= Beginning of Section =

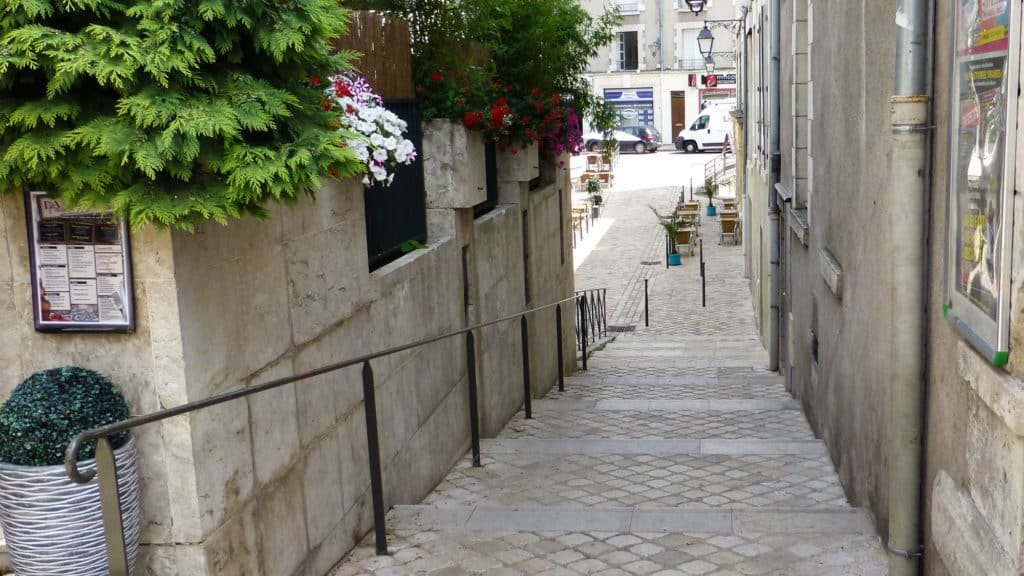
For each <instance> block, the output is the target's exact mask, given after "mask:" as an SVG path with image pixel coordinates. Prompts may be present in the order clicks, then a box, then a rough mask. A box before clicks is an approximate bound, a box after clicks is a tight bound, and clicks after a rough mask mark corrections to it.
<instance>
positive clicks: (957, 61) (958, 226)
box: [945, 0, 1021, 365]
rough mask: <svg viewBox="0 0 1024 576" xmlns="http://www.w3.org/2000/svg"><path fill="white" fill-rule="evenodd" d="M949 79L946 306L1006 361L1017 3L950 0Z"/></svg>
mask: <svg viewBox="0 0 1024 576" xmlns="http://www.w3.org/2000/svg"><path fill="white" fill-rule="evenodd" d="M955 5H956V8H957V9H956V17H955V18H954V25H953V26H954V31H953V37H954V38H955V45H954V47H953V54H952V56H953V58H952V61H953V64H952V67H951V68H952V70H951V78H950V87H951V89H950V91H949V93H950V94H952V96H953V97H951V98H950V111H949V113H950V120H951V122H950V124H951V126H952V129H951V140H950V147H949V164H950V166H949V194H948V197H949V198H948V202H949V210H948V212H949V222H948V227H949V228H948V231H947V257H946V302H945V314H946V317H947V318H949V319H950V320H951V321H952V322H953V324H954V325H955V326H956V328H957V329H958V330H959V331H961V332H962V333H963V334H964V335H965V337H967V339H968V340H969V341H971V343H972V344H973V345H974V346H975V347H976V348H978V349H979V351H980V352H981V353H982V354H984V355H985V356H986V357H988V358H989V359H990V360H991V362H992V363H993V364H996V365H1004V364H1006V363H1007V361H1008V360H1009V347H1010V265H1011V251H1012V248H1013V246H1012V242H1011V241H1012V237H1011V231H1012V227H1013V217H1012V216H1013V204H1012V200H1013V177H1014V162H1012V161H1011V160H1010V159H1012V158H1013V155H1014V151H1015V150H1016V140H1017V130H1016V126H1017V114H1016V113H1017V105H1016V98H1017V85H1018V84H1017V82H1018V78H1017V77H1018V71H1019V69H1020V61H1019V54H1020V36H1021V33H1020V9H1019V6H1020V3H1019V2H1012V1H1011V0H957V1H956V3H955Z"/></svg>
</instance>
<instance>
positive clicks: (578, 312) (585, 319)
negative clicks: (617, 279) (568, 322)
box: [577, 288, 608, 351]
mask: <svg viewBox="0 0 1024 576" xmlns="http://www.w3.org/2000/svg"><path fill="white" fill-rule="evenodd" d="M607 294H608V290H607V289H606V288H595V289H591V290H578V291H577V296H581V297H582V298H583V302H584V303H585V304H586V305H585V306H578V308H577V340H578V344H579V345H580V349H581V351H583V349H584V347H583V345H584V343H585V341H586V340H585V338H584V336H586V338H589V340H590V341H591V342H593V341H595V340H597V339H598V338H603V337H604V336H607V335H608V322H607V310H606V307H605V302H606V301H607Z"/></svg>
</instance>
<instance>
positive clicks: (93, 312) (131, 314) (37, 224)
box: [25, 191, 135, 332]
mask: <svg viewBox="0 0 1024 576" xmlns="http://www.w3.org/2000/svg"><path fill="white" fill-rule="evenodd" d="M25 209H26V222H27V223H28V227H27V228H28V234H29V262H30V266H31V272H32V308H33V321H34V325H35V328H36V331H37V332H133V331H134V330H135V305H134V290H133V284H132V282H133V281H132V274H131V269H132V266H131V239H130V235H129V231H128V224H127V223H126V222H125V221H124V220H122V219H118V218H115V217H114V216H113V214H112V213H110V212H95V211H68V210H67V209H66V208H65V206H63V204H62V203H61V202H60V201H59V200H58V199H55V198H51V197H50V196H49V195H48V194H47V193H45V192H41V191H31V192H27V193H26V195H25Z"/></svg>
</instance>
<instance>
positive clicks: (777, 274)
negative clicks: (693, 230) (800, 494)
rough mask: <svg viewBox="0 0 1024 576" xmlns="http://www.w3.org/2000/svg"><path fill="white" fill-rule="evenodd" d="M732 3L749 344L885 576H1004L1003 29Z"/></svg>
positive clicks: (824, 10)
mask: <svg viewBox="0 0 1024 576" xmlns="http://www.w3.org/2000/svg"><path fill="white" fill-rule="evenodd" d="M735 3H736V5H737V6H742V7H743V8H744V9H745V10H746V12H748V13H746V20H745V24H744V30H743V42H742V43H741V44H740V47H739V50H738V52H739V54H740V56H739V57H740V60H741V63H742V64H741V69H742V70H741V75H743V76H745V77H748V78H750V82H749V84H748V86H746V89H745V91H744V93H743V94H742V95H741V98H740V99H741V105H740V106H741V108H742V110H743V111H744V114H743V115H742V122H743V124H744V132H745V134H744V138H743V141H742V150H741V152H740V155H741V157H742V162H741V165H743V164H745V168H744V173H743V181H744V182H745V183H744V184H741V186H745V189H746V196H748V198H749V204H748V205H746V206H745V218H744V219H745V222H746V225H748V227H749V228H748V229H746V231H745V232H746V237H748V239H749V248H748V253H746V257H748V268H749V272H750V282H751V291H752V294H753V295H754V302H755V308H756V311H757V315H758V319H759V325H760V328H761V334H762V337H763V342H764V344H765V345H766V346H767V347H768V348H769V351H770V353H771V357H772V359H773V363H774V364H777V367H778V369H779V370H780V371H781V372H782V373H783V374H784V375H785V377H786V382H787V386H788V388H790V389H791V392H792V393H793V395H794V396H795V397H797V398H798V399H800V400H801V401H802V403H803V404H804V406H805V407H806V409H807V413H808V416H809V419H810V421H811V424H812V426H813V427H814V429H815V431H816V433H817V434H818V435H819V436H820V437H821V438H823V439H824V441H825V442H826V444H827V445H828V447H829V451H830V454H831V457H833V459H834V460H835V462H836V464H837V467H838V469H839V471H840V476H841V478H842V480H843V483H844V485H845V487H846V490H847V494H848V496H849V498H850V499H851V501H852V502H853V503H854V504H855V505H858V506H863V507H864V508H866V509H868V510H869V511H870V512H871V515H872V516H873V519H874V522H876V525H877V527H878V529H879V532H880V534H881V536H882V538H883V541H884V543H886V544H888V545H889V547H890V549H891V554H890V559H891V567H892V570H891V574H893V575H897V574H910V573H914V570H915V564H916V563H918V562H921V563H922V566H923V567H924V573H926V574H930V575H946V574H950V575H977V574H1007V575H1010V574H1019V573H1021V571H1022V570H1024V548H1022V541H1024V540H1022V535H1024V438H1022V436H1024V426H1022V422H1021V416H1020V415H1021V414H1022V413H1024V387H1022V385H1021V381H1022V380H1021V378H1020V376H1021V374H1022V373H1024V372H1022V371H1024V351H1022V349H1021V347H1020V346H1021V344H1022V343H1024V340H1022V335H1024V329H1022V327H1024V306H1021V305H1020V302H1019V301H1017V300H1019V299H1020V298H1021V297H1022V295H1024V292H1022V291H1024V275H1022V274H1021V272H1020V271H1021V269H1022V268H1024V265H1022V264H1024V243H1022V242H1021V239H1022V238H1024V203H1022V202H1021V200H1020V199H1021V196H1020V193H1021V191H1024V170H1020V169H1019V166H1021V165H1024V137H1020V136H1018V135H1017V134H1016V125H1017V124H1016V119H1017V118H1019V117H1020V115H1021V113H1022V111H1024V98H1022V96H1021V95H1020V88H1019V82H1020V77H1021V70H1020V67H1021V41H1020V38H1021V29H1020V23H1021V16H1022V11H1024V8H1022V5H1021V3H1020V2H1018V1H1013V0H1006V1H1004V0H993V1H985V2H975V1H973V0H964V1H958V2H919V1H913V0H900V1H897V0H889V1H884V2H840V3H822V2H820V0H754V1H752V2H745V1H744V2H740V1H737V2H735ZM776 18H777V19H776ZM773 31H775V38H777V39H778V42H777V43H776V42H775V41H773ZM773 54H777V55H778V63H779V69H778V71H777V76H776V74H773V71H772V55H773ZM773 77H776V78H777V85H773V82H772V79H773ZM775 107H777V108H775ZM773 112H774V114H773ZM776 256H777V257H776ZM776 262H777V263H776ZM919 528H920V532H921V534H922V536H923V538H921V539H919V538H918V531H919ZM919 540H920V541H919ZM918 553H923V560H920V561H919V560H918V559H916V558H909V559H908V558H905V556H906V554H909V556H911V557H915V554H918Z"/></svg>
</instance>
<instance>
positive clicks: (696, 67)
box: [679, 58, 705, 70]
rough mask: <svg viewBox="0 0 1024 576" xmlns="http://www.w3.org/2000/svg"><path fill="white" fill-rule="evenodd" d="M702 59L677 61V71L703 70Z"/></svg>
mask: <svg viewBox="0 0 1024 576" xmlns="http://www.w3.org/2000/svg"><path fill="white" fill-rule="evenodd" d="M703 69H705V63H703V58H682V59H680V60H679V70H703Z"/></svg>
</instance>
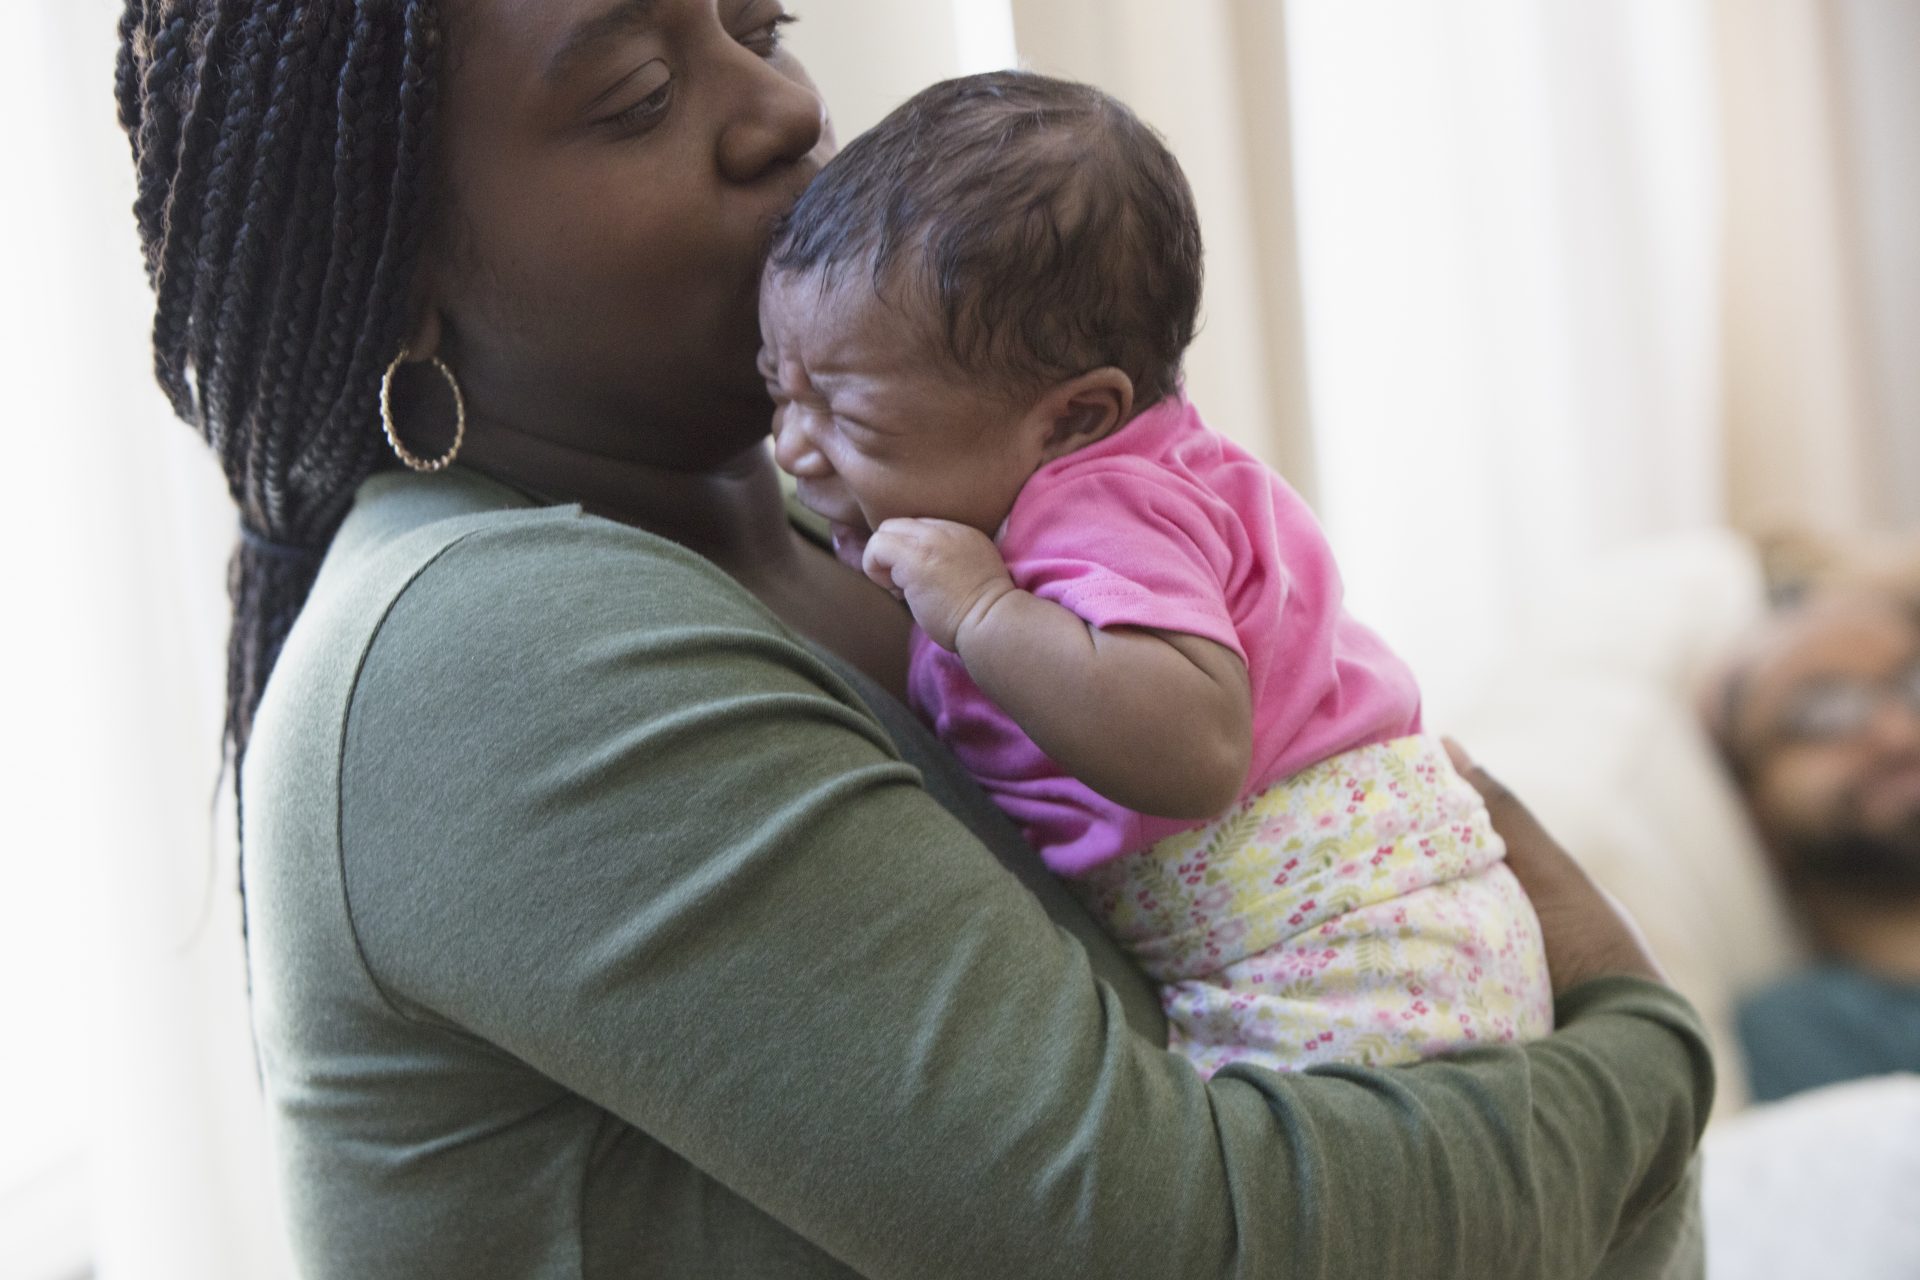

= End of Section =

▶ [Work task]: Rewrite the data from its beginning up to and including the line with "box: [945, 0, 1021, 365]" as a JSON list of strings, one string per line, with blank lines omitted. Leave the pictures out of the answer.

▶ [Expected answer]:
[
  "For each <instance> block, the output is the target's exact mask, given after \"mask:\" as an SVG path with image pixel coordinates. Prompts may be present in the order clicks, then a box, then a rough mask. A box before clicks is an approximate bound, a box after clicks is a tight bound, and clicks after a rough mask mark corrections to it.",
  "<instance>",
  "positive clicks: (957, 61) (958, 226)",
  "box: [945, 0, 1021, 365]"
]